---- Text provided

A survey of literary magazines by VIDA has revealed that men outnumber women in literary magazines, both as book reviewers and published authors.

I’ve posted their piecharts for overall representation of male and female writers in the Times Literary Supplement and London Review of Books above, but you can scroll through VIDA’s full results here.

Discussions have been raging in comments at the Rumpus about whether the disparity is caused by women not submitting enough to literary journals, but as one commenter, Brian Spears, added to the thread:

The thing these numbers can do, if nothing else, is awaken the editors of these journals to the fact that they’re so strongly skewed toward male writers. Ideally, an editor would see these numbers and think “what can I do to change this” rather than looking for reasons/excuses, even legitimate ones, for why the situation is the way it is. Unfortunately, I think we’re more likely to see the latter than the former.

I wonder if the results will be discussed next week, at the ICA’s Novel Women talk? (Which I spotted via Sarah Barnes at Uplift! this morning.)

Women dominate both behind the scenes, in publishing, and at the checkout, in fiction sales. So why is it that when it comes to lists and prizes, novels by men dominate? We no longer have the term ‘authoress’ or ‘poetess’, but we still have ‘the woman novelist’. Are chick lit and commercial women’s fiction named as such, and looked down upon, because they are genres dominated by and thought to be inherently female? What gets reviewed and by whom? What gets read and by whom? What is regarded as significant and event-worthy – and by whom? And why are we still having these conversations in 2010?

For this and more come and hear Kate Mosse, best-selling author and co-founder of the Orange Prize for Fiction, Lennie Goodings, publisher at iconic women’s imprint Virago Press, Baroness Helena Kennedy, QC and Orange and Samuel Johnson prizes judge, Antonia Byatt, Director of Literature at the Arts Council and former Director of the Women’s Library, and Professor Mary Evans researcher in literature and gender at the Gender Institute.

(Via Alas, A Blog)

Comments From You

Jennifer Drew // Posted 12 February 2011 at 12:05 am

Well of course the reason is obvious – writing is an art which only males are capable of achieving; women are not sufficiently interested to submit articles to such malestream journals as Times Literary Supplement et al – or women are causing their own problems by not trying sufficiently hard enough.

--------
---- Data shown

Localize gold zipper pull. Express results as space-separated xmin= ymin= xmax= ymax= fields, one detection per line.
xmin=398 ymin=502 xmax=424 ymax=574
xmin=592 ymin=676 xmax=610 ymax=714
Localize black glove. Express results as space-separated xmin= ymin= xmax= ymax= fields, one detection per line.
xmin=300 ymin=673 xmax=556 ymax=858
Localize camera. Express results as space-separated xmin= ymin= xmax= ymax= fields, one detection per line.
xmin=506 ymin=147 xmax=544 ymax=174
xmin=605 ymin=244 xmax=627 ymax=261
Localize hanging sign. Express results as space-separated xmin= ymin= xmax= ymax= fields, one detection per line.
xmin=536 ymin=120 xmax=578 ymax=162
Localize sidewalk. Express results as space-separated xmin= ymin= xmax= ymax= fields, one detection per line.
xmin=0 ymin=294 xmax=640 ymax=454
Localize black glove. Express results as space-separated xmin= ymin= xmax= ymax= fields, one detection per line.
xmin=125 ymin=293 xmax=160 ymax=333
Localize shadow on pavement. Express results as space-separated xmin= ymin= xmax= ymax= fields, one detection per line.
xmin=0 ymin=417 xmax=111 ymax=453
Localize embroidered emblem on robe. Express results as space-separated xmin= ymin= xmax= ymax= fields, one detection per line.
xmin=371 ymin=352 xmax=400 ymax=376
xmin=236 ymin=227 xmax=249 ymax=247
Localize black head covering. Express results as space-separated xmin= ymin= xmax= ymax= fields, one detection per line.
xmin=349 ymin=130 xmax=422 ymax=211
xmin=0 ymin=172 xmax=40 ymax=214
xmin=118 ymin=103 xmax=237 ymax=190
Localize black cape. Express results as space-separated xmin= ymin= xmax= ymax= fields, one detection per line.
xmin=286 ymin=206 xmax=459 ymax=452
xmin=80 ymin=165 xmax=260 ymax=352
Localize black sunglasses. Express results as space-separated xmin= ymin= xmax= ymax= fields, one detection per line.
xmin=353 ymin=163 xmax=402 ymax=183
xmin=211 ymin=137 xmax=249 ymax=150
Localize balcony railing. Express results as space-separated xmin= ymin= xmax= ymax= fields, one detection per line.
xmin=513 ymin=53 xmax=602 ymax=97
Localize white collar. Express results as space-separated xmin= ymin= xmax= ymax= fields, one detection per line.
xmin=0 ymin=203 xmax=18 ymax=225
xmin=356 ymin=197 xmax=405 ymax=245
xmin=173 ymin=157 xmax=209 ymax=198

--------

- [Set tasks]
1: In the post about the VIDA survey, who is named as a co-founder of the Orange Prize for Fiction?
2: Continue the post about the VIDA survey from its last sentence.

- [Answers for the tasks]
1: Kate Mosse

2:
Joanna Russ’s book How To Suppress Women’s Writing provides excellent analysis of the inventive excuses and justifications men continue to create in order to deliberately keep women out of that supposedly male skill – writing.

As for me I prefer to name it as men’s refusal to accept the world does not revolve around them and their interests despite their claims to the contrary and keeping women out of the arts is a very effective method of maintaining male control and male domination over women.

Misogyny in other words is still very much alive and present.

Hannah // Posted 12 February 2011 at 12:35 pm

I haven’t done any analysis of this – so feel free to prove me wrong – but I suspect that part of the reason for this gender bias is that the people who publish in such established magazines are belong to the ‘old guard’ of lit crit, those professors so ancient that they won’t shift from a post until they die. Some of them are also the kinds of well-known names that popular literary magazines need to have as ‘cover stars’ to shift copies.

From my experience of English departments and the number of older men in posts it will probably take a while to turn this around, but trust me, me and my fellow young female literary academics are working on it!

I should make it clear, I don’t doubt that there are other reasons too. I find it frustrating that so few women seem to make it into literary magazines, when nearly everyone on my English MA programme was female (80%? at least).

Thanks for linking to this, the article and discussion on the post were very interesting.

Maeve // Posted 13 February 2011 at 5:15 pm

There are many female editors and agents, and most of them treat their male authors with a lot more respect and work a lot harder for them than they do for the female authors.

Jess McCabe // Posted 13 February 2011 at 5:26 pm

@Maeve Indeed, I don’t think it’s as simple as male editors making these decisions. It’s about a whole outlook that is shared by the majority, consciously or not, that work by men is better, men are deserving of more accolades, men are the Great Writers, etc.

For example, the problem prompted a boycott of the New Yorker at the start of the year, despite the presence of many female editors.

Mercy // Posted 13 February 2011 at 8:36 pm

It’s not as simple as male editors pick male writers as female editors don’t necessary promote women’s work (in fact in Poetry Review the magazine of the National Poetry Society published poems by women and reviews of books of poetry by women went down when the magazine swapped from a male editor to a female one). Both review editors at the New York Times and Times Literary Supplement justified their lack of reviews of books by women in terms of wishing to review books that are “important” and “will endure” (breathtaking arrogant assumptions on both counts). Some male reviewers simply will not review books by women (their editors are short sighted enough to give them a choice). It’s also fair to point out that most reviewers get the job by being known to (or a friend of) the editor.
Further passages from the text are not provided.